---------- Source data ----------

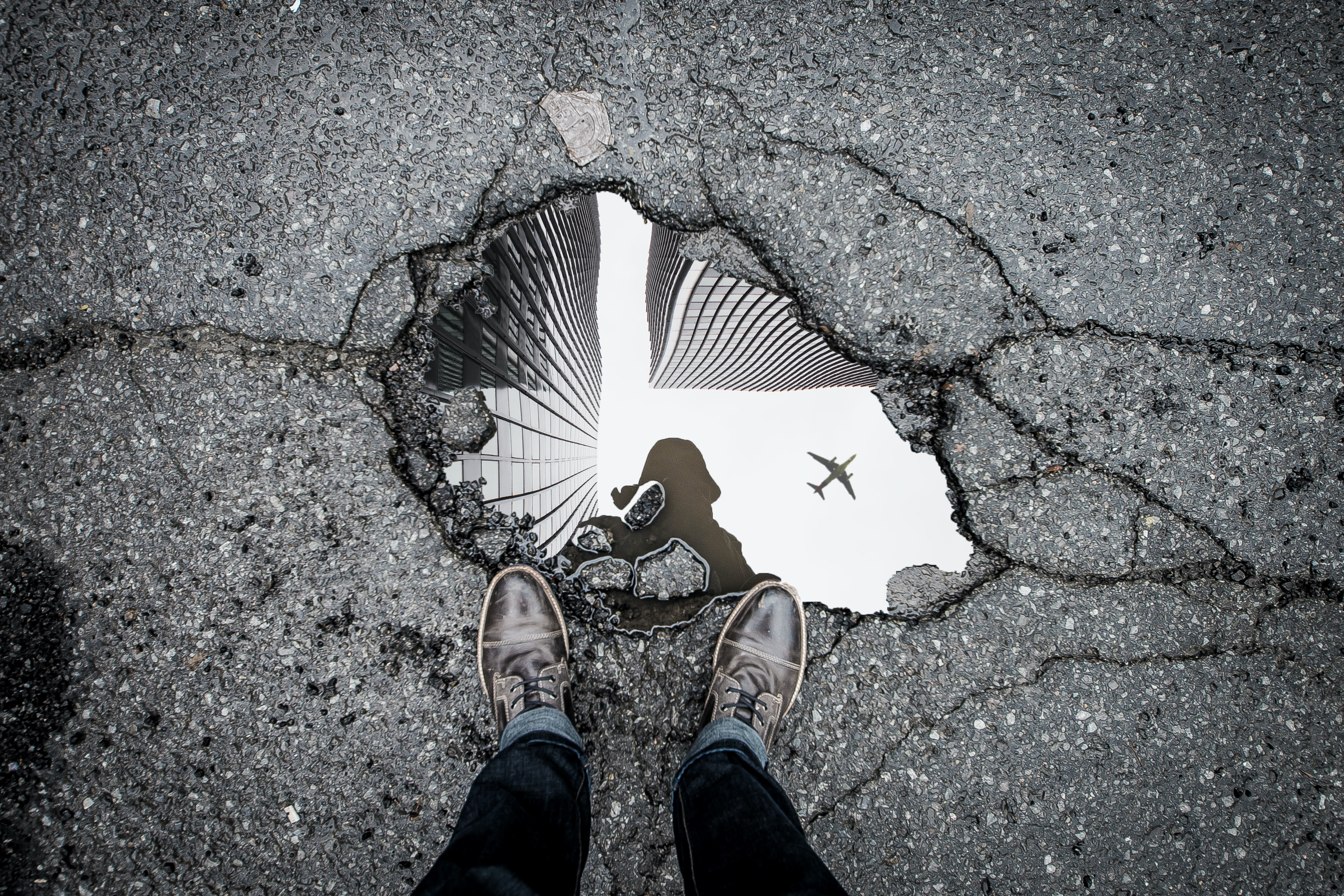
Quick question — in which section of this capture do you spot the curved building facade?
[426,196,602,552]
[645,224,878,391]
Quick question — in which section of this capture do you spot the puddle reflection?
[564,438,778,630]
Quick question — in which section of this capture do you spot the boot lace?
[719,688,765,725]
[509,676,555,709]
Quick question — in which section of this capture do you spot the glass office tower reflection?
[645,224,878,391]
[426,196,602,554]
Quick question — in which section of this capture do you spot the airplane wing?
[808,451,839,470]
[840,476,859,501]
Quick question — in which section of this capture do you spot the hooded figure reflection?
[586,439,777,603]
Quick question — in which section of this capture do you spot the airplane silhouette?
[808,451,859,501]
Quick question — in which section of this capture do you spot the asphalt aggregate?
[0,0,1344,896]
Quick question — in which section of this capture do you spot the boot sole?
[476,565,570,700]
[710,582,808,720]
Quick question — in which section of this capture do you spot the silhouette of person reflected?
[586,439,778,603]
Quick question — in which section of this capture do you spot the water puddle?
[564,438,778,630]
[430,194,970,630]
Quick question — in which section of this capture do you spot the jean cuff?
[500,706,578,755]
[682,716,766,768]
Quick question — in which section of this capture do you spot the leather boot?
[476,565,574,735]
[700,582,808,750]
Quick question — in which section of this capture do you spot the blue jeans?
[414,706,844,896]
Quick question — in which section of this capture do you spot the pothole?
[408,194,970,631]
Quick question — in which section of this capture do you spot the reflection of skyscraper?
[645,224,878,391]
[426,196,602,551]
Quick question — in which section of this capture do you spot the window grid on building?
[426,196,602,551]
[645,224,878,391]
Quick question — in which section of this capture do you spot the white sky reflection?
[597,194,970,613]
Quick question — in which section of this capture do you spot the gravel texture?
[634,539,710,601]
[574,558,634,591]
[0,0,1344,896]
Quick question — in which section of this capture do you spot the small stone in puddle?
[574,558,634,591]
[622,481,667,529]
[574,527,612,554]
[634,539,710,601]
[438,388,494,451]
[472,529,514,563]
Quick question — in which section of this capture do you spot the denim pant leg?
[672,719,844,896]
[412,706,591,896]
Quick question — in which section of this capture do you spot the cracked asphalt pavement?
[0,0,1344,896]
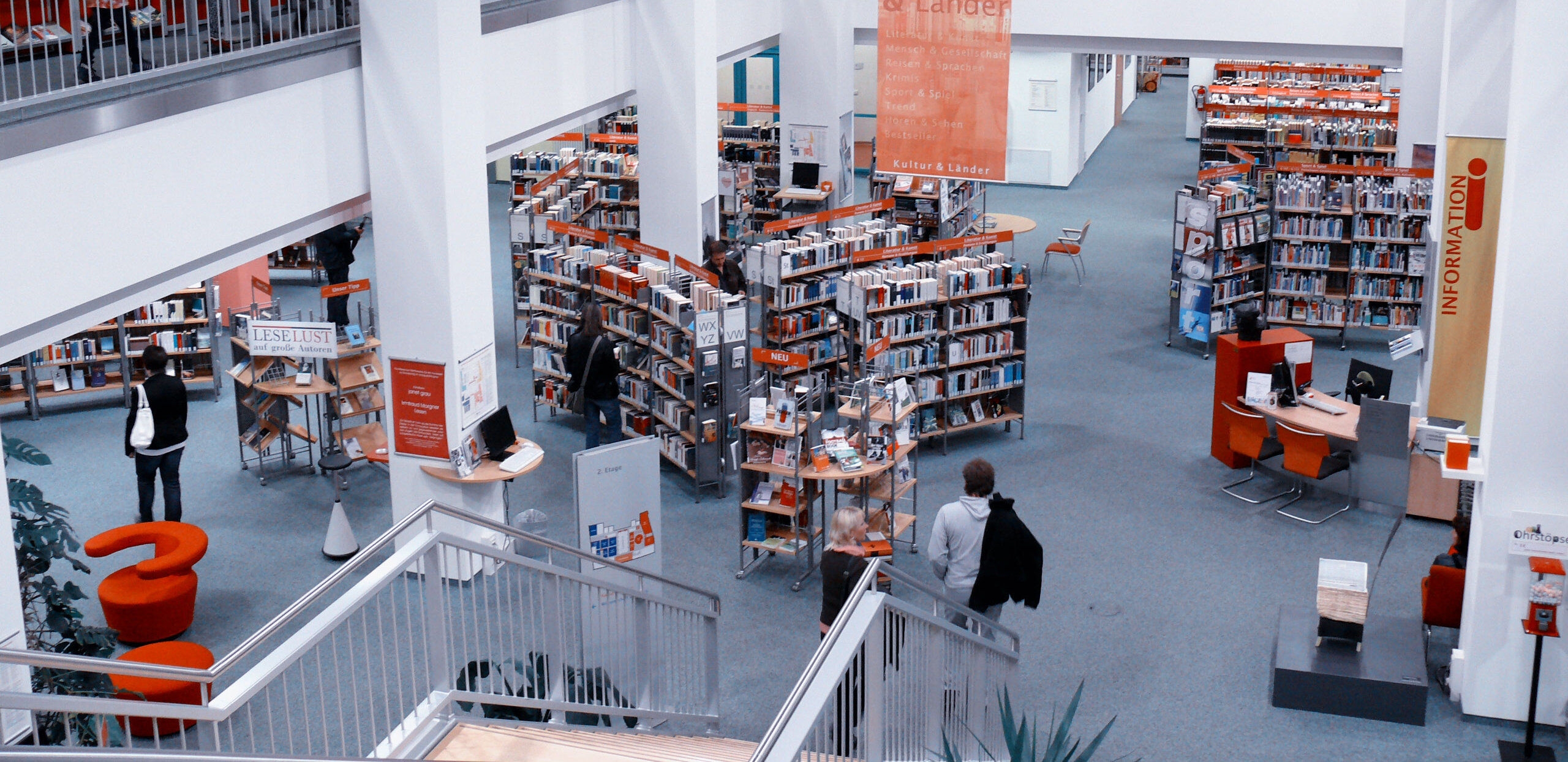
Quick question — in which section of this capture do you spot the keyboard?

----------

Can you rewrite only the lines of the records starting at the line containing "the boot lace?" and ending at the line containing "[426,196,602,554]", keeping every line but multiplying each bounding-box coordinate by 0.8 and rounding to whole numbers, with halves rounded up?

## Solved exercise
Quick question — in which section of this capture do you spot the boot lace?
[575,550,612,580]
[407,541,444,567]
Quick question — in which section of this capture do you spot the glass office tower reflection?
[516,179,702,313]
[341,157,482,443]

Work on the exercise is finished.